**ABOUT THIS TASK**
Transcribe the full listing so that each line reads as it does in the original.
[[ DATA LISTING, beginning ]]
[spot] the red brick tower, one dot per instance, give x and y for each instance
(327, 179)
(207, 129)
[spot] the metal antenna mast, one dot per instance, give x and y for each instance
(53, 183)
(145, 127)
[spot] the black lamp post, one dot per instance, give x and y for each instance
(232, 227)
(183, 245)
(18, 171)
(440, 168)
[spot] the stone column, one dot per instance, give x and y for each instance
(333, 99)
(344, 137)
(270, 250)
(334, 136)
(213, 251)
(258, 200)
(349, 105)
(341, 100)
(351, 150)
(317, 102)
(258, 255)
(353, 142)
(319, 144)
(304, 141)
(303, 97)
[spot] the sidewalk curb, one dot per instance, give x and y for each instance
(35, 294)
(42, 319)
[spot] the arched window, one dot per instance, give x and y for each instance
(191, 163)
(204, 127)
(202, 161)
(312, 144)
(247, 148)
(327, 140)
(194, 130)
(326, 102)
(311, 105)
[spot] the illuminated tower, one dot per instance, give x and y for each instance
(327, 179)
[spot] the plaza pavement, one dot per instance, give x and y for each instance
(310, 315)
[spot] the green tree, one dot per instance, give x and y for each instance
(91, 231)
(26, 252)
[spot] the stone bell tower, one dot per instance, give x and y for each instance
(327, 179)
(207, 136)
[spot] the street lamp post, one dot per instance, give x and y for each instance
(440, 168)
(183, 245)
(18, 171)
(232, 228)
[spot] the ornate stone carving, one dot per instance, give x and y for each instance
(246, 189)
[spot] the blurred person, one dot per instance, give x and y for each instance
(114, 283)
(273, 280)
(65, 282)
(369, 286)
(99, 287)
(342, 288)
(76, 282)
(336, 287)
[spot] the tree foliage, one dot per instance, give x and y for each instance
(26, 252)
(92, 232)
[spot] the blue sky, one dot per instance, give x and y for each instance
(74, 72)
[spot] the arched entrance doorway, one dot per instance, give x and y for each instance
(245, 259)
[[ DATA LISTING, end ]]
**RESPONSE BELOW**
[spot] the red brick tower, one dot per instance, give x and y for each instance
(327, 179)
(207, 129)
[spot] the metal antenna mast, one dot per instance, give x and y for each instance
(53, 183)
(145, 127)
[spot] the black lamp post, one dot per instance, give x and y for each instance
(232, 227)
(183, 245)
(18, 171)
(440, 168)
[spot] the stone column, one dot per instance, give x and y for each instance
(333, 99)
(344, 137)
(270, 250)
(334, 136)
(213, 251)
(258, 200)
(349, 105)
(341, 100)
(351, 150)
(317, 102)
(258, 255)
(353, 142)
(319, 144)
(304, 141)
(303, 97)
[spot] the sidewalk curb, one dot per instance, give x and y for each instance
(35, 294)
(42, 319)
[spot] the arched window, one dot per instance, give x and y for each instance
(191, 163)
(204, 127)
(202, 161)
(312, 144)
(247, 148)
(327, 140)
(194, 130)
(326, 102)
(311, 105)
[spot] the illuminated tower, one dot per instance, give x and y for each instance
(327, 179)
[spot] the plaza pavement, one dot per instance, give x and y for each instance
(310, 315)
[spot] the green tree, one dot per instance, give x and y for each instance
(91, 231)
(26, 252)
[spot] the stone bell tower, one dot per instance, give x and y for each instance
(327, 179)
(207, 136)
[spot] the street lamp post, one dot per instance, give x and y for each instance
(440, 168)
(183, 245)
(18, 171)
(232, 228)
[spot] the ornate stone carving, one dot per instance, give x and y for each instance
(246, 189)
[spot] the blurred person, one dot per instance, give x and y for each instance
(114, 283)
(273, 280)
(65, 282)
(369, 286)
(99, 287)
(342, 288)
(76, 282)
(336, 287)
[spot] the tree foliage, one dot per instance, give x and y for each instance
(26, 252)
(92, 232)
[spot] the blue sky, one dot per instance, give x and y for each instance
(74, 72)
[spot] the arched entrance doorway, one dot per instance, give x and y for each instance
(245, 259)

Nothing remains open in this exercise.